* **SET EXERCISE**: Find every line in the collected data below that contains the word "orange" and copy each of those lines.

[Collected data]
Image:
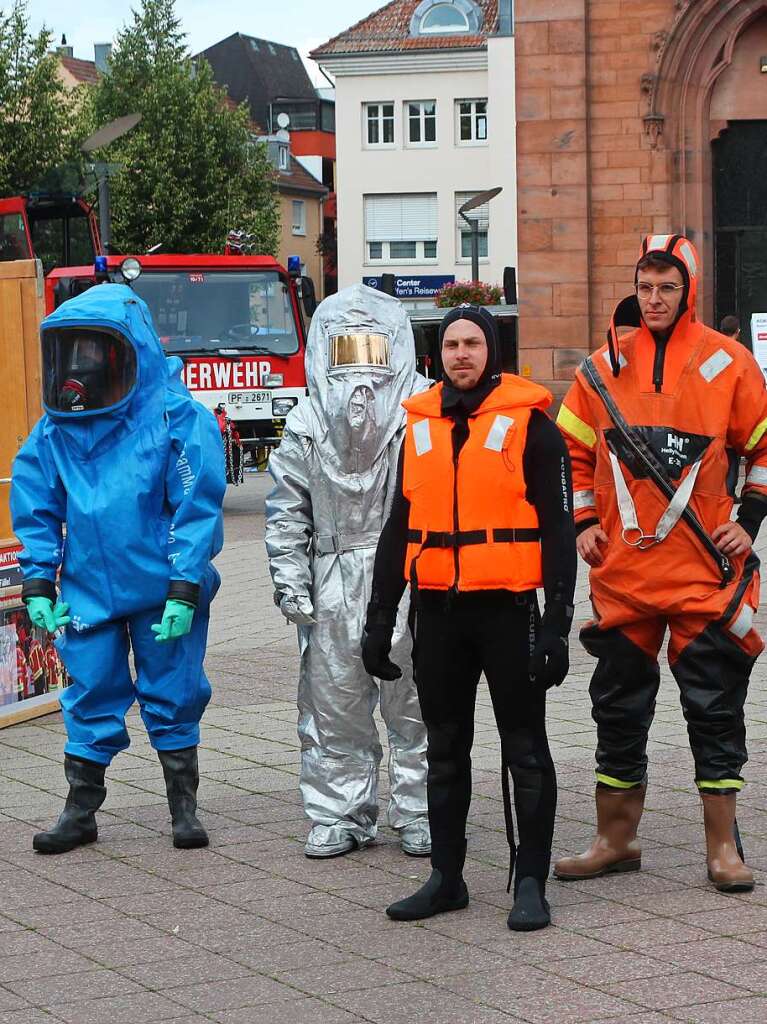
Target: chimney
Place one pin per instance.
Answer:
(102, 53)
(505, 17)
(65, 50)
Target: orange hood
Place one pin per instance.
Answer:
(677, 251)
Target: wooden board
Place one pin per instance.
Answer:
(46, 704)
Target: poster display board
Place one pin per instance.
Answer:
(30, 666)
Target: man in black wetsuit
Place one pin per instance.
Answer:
(481, 517)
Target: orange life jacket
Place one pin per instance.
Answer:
(470, 524)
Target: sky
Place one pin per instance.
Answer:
(303, 24)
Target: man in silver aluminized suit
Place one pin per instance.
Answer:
(334, 476)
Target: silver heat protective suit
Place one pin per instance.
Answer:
(334, 478)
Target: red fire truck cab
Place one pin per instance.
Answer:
(235, 321)
(57, 228)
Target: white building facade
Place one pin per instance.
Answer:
(424, 121)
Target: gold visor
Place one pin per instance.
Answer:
(358, 350)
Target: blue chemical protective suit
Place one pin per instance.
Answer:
(139, 485)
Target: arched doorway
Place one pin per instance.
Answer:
(739, 163)
(707, 105)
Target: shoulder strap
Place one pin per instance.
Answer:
(655, 470)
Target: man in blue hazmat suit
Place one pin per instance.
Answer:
(134, 468)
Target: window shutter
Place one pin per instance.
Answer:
(411, 217)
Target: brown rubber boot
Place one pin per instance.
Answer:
(615, 847)
(726, 868)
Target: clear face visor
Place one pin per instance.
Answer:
(86, 370)
(348, 351)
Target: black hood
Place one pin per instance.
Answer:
(454, 399)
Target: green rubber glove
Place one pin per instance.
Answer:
(176, 622)
(44, 615)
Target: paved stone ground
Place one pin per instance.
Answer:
(130, 931)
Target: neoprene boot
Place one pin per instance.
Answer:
(530, 910)
(181, 780)
(615, 847)
(444, 889)
(77, 823)
(726, 868)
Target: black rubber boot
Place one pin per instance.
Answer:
(444, 890)
(77, 823)
(530, 910)
(181, 780)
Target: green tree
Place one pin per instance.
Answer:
(36, 132)
(189, 171)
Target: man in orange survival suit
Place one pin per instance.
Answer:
(696, 399)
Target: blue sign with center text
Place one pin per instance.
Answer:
(407, 287)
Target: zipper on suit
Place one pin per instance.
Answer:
(456, 561)
(658, 365)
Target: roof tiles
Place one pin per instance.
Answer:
(387, 30)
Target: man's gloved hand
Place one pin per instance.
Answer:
(176, 622)
(44, 615)
(550, 660)
(297, 608)
(377, 644)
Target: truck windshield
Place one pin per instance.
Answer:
(201, 310)
(13, 244)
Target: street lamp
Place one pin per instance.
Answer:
(114, 130)
(473, 222)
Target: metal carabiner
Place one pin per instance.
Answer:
(643, 541)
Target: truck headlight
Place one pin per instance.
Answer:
(130, 268)
(281, 407)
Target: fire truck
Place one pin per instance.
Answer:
(57, 228)
(237, 323)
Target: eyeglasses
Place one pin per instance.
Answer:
(666, 291)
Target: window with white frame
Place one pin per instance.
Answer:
(400, 228)
(463, 241)
(379, 124)
(443, 17)
(471, 122)
(299, 216)
(421, 120)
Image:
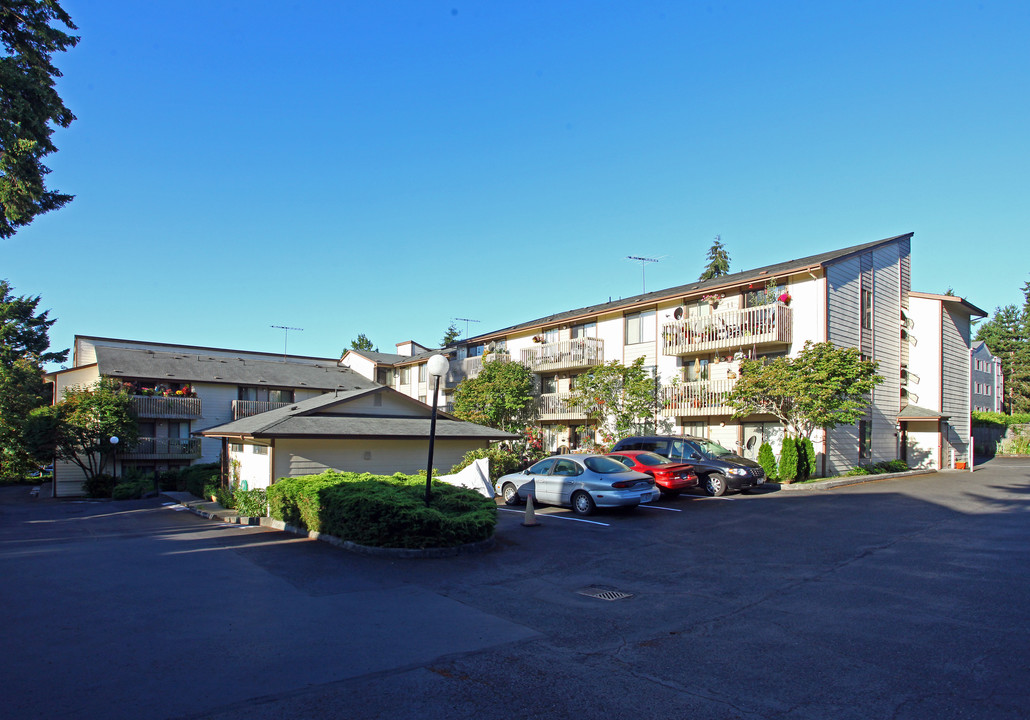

* **ANSWER TO THE EXERCISE**:
Target: orange hood
Target: orange life jacket
Target: man in orange survival suit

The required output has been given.